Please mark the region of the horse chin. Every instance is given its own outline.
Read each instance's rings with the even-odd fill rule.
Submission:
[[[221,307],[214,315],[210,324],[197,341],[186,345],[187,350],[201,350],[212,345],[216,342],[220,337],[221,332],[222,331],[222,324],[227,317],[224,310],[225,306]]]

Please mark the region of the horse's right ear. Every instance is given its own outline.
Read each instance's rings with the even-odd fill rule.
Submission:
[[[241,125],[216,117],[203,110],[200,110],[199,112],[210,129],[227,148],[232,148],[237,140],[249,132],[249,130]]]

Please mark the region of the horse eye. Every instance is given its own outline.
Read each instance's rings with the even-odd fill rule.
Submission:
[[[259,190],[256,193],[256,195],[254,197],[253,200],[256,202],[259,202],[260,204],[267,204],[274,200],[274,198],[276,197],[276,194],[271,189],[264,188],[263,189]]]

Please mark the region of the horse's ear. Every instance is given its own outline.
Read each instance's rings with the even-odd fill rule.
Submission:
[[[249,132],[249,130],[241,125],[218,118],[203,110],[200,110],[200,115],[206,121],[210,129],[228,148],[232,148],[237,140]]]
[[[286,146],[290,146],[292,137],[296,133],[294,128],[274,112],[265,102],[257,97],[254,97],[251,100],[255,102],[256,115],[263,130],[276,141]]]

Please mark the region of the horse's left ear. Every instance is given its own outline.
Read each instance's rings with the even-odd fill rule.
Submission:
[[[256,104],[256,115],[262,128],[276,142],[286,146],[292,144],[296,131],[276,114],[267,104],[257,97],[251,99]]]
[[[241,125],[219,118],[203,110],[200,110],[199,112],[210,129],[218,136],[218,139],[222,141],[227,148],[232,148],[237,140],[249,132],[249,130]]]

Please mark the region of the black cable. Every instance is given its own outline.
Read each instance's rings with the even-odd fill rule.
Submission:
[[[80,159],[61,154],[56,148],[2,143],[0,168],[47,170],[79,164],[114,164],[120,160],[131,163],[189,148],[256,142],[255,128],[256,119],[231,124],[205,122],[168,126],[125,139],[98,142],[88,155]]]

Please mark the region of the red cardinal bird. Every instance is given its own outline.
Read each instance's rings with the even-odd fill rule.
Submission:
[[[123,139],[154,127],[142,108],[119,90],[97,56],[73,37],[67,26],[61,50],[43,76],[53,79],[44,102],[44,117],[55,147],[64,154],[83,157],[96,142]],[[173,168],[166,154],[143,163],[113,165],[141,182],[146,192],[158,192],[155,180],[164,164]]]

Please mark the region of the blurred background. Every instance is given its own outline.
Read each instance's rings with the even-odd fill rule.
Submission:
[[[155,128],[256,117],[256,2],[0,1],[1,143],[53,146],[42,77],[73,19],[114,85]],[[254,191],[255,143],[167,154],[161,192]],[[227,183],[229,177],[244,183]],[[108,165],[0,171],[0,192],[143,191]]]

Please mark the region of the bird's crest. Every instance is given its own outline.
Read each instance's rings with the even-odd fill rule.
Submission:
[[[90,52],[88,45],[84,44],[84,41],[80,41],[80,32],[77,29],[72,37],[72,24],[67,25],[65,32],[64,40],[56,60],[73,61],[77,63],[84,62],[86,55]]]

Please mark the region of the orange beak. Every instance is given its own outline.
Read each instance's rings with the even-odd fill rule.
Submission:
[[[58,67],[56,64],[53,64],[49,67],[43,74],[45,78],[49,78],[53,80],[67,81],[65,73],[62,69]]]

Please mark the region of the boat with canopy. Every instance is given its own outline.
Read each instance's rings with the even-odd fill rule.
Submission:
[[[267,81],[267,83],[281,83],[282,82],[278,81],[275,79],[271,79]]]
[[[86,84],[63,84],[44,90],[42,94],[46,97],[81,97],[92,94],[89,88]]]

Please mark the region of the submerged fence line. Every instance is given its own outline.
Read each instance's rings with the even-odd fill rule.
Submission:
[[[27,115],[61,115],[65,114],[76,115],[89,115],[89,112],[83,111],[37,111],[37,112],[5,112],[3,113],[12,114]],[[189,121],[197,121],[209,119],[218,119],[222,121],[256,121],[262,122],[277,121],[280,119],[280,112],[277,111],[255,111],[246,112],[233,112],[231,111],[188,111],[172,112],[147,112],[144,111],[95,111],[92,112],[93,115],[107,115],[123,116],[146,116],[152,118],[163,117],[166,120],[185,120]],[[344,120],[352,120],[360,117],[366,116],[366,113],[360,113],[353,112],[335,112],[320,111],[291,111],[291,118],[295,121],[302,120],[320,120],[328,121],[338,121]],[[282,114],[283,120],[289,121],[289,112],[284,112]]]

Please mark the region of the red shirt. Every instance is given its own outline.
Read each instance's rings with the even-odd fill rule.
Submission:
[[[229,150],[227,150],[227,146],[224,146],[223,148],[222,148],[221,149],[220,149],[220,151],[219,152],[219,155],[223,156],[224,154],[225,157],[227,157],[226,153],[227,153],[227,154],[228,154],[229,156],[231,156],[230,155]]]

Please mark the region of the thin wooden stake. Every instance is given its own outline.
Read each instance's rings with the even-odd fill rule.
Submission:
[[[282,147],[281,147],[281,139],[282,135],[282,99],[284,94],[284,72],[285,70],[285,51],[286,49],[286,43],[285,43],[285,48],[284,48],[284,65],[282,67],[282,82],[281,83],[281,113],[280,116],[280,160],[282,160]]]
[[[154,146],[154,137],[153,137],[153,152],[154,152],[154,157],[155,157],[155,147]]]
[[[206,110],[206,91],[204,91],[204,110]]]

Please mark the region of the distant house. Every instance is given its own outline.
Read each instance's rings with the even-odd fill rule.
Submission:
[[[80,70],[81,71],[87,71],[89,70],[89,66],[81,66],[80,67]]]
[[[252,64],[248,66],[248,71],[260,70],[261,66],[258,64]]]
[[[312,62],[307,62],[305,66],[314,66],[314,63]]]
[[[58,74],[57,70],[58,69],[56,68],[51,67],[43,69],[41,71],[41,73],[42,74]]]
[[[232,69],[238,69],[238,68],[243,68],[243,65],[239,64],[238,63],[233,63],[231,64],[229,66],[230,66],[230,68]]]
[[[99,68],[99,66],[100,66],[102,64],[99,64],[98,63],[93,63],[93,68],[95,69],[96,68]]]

· · ·

Pick out each line in the material that contains the string "horse". Case counts.

Please mark the region of the horse chin. Every instance is given its own outline.
Please mark the region of the horse's right ear. Every instance is given its own outline.
Please mark the region of the horse eye. Every instance is given its own outline.
Please mark the region of the horse's ear. Every instance is given its own outline.
Please mark the region of the horse's left ear. Every instance is given its own outline.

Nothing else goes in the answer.